**Do this**
Rewrite every line of the records from the line containing "Category to detect: car shadow on pavement" through the line containing "[0,0,400,271]", both included, shifting each bounding-box coordinate in the answers by -35 and leaving the other lines unchanged. Leave the pictures out.

**Data supplied**
:::

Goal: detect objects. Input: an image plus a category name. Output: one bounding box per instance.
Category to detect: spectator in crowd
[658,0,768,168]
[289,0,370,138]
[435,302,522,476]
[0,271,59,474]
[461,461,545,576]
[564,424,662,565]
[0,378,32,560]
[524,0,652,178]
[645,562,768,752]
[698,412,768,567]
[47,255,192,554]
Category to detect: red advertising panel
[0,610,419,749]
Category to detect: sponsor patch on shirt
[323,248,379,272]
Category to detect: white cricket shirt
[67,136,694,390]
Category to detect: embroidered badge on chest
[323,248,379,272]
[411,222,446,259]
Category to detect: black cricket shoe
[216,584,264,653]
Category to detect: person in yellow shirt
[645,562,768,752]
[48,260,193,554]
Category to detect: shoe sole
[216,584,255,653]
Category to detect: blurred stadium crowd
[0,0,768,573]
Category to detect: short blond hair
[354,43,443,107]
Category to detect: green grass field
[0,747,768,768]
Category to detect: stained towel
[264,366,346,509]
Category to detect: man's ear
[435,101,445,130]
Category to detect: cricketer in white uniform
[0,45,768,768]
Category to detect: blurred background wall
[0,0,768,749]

:::

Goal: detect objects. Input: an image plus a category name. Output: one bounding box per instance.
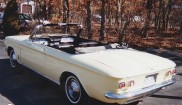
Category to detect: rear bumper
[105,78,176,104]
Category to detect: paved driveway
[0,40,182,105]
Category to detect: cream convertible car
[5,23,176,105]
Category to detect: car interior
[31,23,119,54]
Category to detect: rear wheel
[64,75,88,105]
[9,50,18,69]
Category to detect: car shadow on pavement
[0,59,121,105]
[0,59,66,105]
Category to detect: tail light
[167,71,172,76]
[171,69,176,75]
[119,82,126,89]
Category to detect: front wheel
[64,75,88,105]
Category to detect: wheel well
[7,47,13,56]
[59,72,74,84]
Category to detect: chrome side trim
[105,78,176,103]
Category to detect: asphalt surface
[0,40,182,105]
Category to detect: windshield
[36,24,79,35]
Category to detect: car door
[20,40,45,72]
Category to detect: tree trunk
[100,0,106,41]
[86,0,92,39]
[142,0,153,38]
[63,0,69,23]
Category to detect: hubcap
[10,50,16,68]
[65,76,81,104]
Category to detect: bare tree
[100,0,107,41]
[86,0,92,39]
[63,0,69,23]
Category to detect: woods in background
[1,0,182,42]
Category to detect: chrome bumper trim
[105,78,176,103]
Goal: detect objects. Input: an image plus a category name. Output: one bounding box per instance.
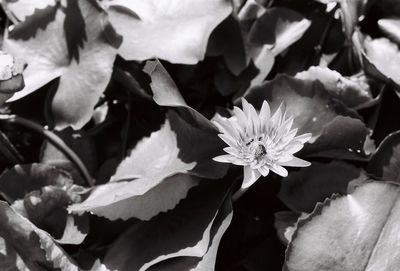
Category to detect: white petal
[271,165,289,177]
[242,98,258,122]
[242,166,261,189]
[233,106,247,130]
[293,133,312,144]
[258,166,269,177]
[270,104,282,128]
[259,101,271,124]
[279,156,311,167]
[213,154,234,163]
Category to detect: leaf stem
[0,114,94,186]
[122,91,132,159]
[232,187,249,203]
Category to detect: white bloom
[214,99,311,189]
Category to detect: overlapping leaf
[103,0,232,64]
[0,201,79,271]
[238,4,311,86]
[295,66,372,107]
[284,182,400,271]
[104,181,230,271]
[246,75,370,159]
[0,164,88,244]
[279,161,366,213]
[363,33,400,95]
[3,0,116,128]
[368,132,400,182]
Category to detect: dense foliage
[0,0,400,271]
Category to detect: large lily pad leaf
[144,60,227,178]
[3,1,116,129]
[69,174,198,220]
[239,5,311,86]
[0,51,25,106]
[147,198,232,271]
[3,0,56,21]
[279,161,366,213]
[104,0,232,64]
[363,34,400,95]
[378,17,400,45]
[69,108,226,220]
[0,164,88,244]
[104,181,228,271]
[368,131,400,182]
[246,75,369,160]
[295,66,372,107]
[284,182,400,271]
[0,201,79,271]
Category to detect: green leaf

:::

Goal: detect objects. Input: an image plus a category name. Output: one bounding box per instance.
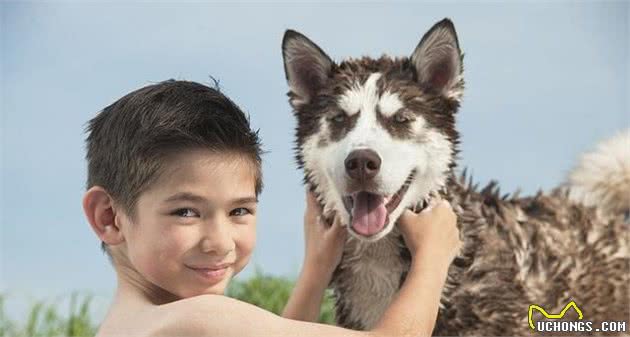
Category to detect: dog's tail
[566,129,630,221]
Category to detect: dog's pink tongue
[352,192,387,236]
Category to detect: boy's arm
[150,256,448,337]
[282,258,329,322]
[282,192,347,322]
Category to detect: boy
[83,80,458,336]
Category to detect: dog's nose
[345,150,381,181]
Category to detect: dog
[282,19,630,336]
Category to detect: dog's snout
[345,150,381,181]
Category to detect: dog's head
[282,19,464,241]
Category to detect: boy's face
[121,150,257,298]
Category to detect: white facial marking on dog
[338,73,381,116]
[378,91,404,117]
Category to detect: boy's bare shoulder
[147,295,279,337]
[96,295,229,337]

:::

**Written reply**
Category to detect: car shadow on pavement
[-35,24,86,70]
[-35,24,31,70]
Category to detect: tail light
[132,36,137,41]
[136,34,141,40]
[84,47,91,54]
Category to detect: front wheel
[29,40,53,70]
Category to detect: wheel well
[-28,12,-22,21]
[24,37,39,49]
Category to detect: chrome side trim
[70,43,141,68]
Category to detect: asphalt surface
[-35,5,147,70]
Category to detect: windshield
[1,-11,44,0]
Category to detect: car door
[-15,5,10,37]
Category to detect: tree trunk
[65,-35,71,6]
[51,-35,57,4]
[107,-35,118,3]
[28,-35,34,-12]
Category to detect: hubcap
[-25,15,-19,33]
[30,41,46,69]
Category to detect: bare tree
[65,-35,72,6]
[51,-35,57,4]
[28,-35,34,-12]
Category to detect: woods in background
[-34,-35,147,7]
Category to detect: chrome bumper trim
[70,43,141,68]
Goal: detect objects. Input: an image plus a category name. Output: one bounding box per instance.
Category to detect: white petal
[236,130,254,142]
[207,63,223,87]
[207,131,226,154]
[198,71,212,95]
[258,98,277,109]
[223,131,234,142]
[235,69,247,93]
[224,66,236,89]
[244,121,276,132]
[178,119,199,128]
Category to detect: leaf stem
[-35,79,59,151]
[87,56,97,124]
[197,152,214,168]
Category to detect: white bloom
[179,64,276,154]
Category to detect: overlapping leaf
[68,-35,197,29]
[-35,166,44,236]
[203,-31,276,51]
[260,31,337,72]
[249,147,365,236]
[69,146,195,236]
[211,40,335,124]
[-35,129,53,209]
[244,126,331,178]
[328,-2,365,60]
[-32,-35,81,93]
[333,97,365,147]
Category to detect: dense foliage
[-35,-35,365,236]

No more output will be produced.